[Begin]

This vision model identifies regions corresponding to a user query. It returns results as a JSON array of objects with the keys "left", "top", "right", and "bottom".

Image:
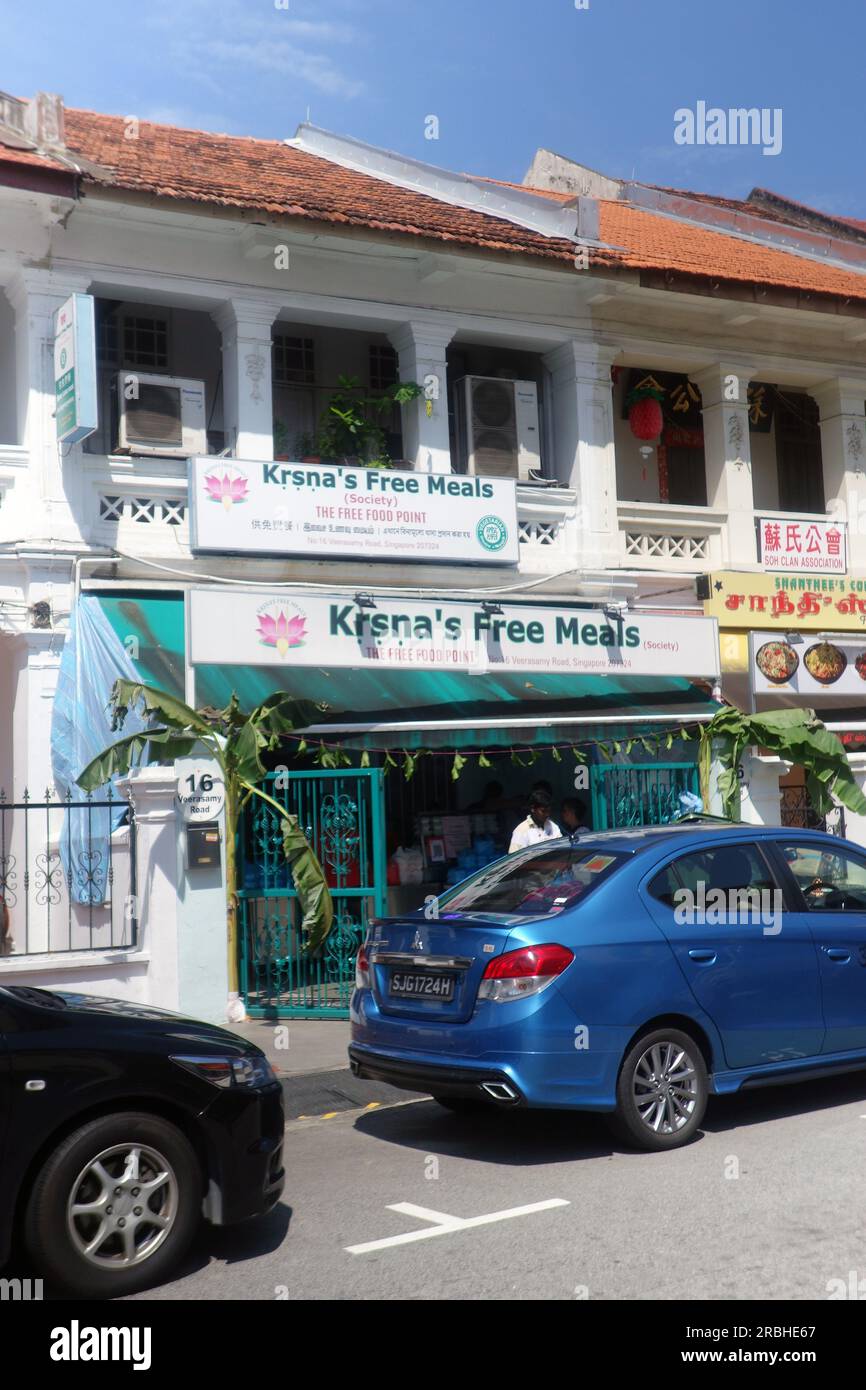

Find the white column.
[
  {"left": 7, "top": 628, "right": 65, "bottom": 801},
  {"left": 7, "top": 270, "right": 90, "bottom": 541},
  {"left": 809, "top": 377, "right": 866, "bottom": 570},
  {"left": 545, "top": 339, "right": 620, "bottom": 569},
  {"left": 692, "top": 361, "right": 758, "bottom": 564},
  {"left": 213, "top": 299, "right": 278, "bottom": 459},
  {"left": 388, "top": 322, "right": 455, "bottom": 473},
  {"left": 118, "top": 767, "right": 180, "bottom": 1009}
]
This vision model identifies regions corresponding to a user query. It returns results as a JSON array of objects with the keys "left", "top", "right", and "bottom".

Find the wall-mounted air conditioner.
[
  {"left": 456, "top": 377, "right": 541, "bottom": 481},
  {"left": 117, "top": 368, "right": 207, "bottom": 459}
]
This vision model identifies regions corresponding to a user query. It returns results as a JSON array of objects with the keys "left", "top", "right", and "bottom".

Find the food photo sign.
[{"left": 749, "top": 632, "right": 866, "bottom": 702}]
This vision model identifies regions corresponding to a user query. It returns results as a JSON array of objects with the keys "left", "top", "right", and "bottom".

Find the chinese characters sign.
[
  {"left": 758, "top": 517, "right": 847, "bottom": 574},
  {"left": 703, "top": 570, "right": 866, "bottom": 631},
  {"left": 623, "top": 367, "right": 776, "bottom": 434}
]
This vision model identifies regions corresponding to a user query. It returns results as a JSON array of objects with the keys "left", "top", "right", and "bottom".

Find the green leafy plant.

[End]

## Problem description
Locate every line above that contains the word "Find", treating uppercase and lowercase as different, and copy each of those lines.

## Output below
Find the white column.
Find the wall-mounted air conditioner.
Find the food photo sign.
Find the chinese characters sign.
Find the green leafy plant.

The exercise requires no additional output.